* Work to be completed: Please edit the records from their start through the line containing "# an outline", changing "instance" to "object" and leaving everything else as it is. Give back only those lines.

# START OF Task data

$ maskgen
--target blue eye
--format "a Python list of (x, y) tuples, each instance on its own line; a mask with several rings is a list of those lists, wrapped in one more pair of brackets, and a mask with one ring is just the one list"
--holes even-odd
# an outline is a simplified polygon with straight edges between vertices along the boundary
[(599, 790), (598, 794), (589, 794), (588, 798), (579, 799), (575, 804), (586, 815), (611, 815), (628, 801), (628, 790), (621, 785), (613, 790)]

# END OF Task data

* Completed task:
$ maskgen
--target blue eye
--format "a Python list of (x, y) tuples, each object on its own line; a mask with several rings is a list of those lists, wrapped in one more pair of brackets, and a mask with one ring is just the one list"
--holes even-odd
# an outline is a simplified polygon with straight edges between vertices along the boundary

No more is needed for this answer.